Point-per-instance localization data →
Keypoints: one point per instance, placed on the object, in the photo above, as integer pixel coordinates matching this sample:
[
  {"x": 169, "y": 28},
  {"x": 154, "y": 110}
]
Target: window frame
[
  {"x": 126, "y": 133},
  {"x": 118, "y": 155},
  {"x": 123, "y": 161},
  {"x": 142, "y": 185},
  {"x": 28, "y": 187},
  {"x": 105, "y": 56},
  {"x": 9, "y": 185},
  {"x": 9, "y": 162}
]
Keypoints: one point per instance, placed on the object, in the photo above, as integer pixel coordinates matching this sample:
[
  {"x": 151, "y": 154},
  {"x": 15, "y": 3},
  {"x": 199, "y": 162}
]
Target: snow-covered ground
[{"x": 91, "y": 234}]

Exercise instructions →
The response should consist of every record, written out exactly as given.

Written response →
Keypoints: one point per instance, placed on the object, in the photo above, as integer pixel coordinates matching this sample:
[
  {"x": 169, "y": 28},
  {"x": 154, "y": 110}
]
Target: window frame
[
  {"x": 126, "y": 133},
  {"x": 118, "y": 155},
  {"x": 123, "y": 161},
  {"x": 142, "y": 185},
  {"x": 28, "y": 187},
  {"x": 105, "y": 56},
  {"x": 9, "y": 185},
  {"x": 9, "y": 162}
]
Keypoints: one point per instance, placed on the object, in the photo above, as integer pixel coordinates matching this sample:
[
  {"x": 151, "y": 154},
  {"x": 15, "y": 3},
  {"x": 199, "y": 162}
]
Target: snow-covered ground
[{"x": 91, "y": 234}]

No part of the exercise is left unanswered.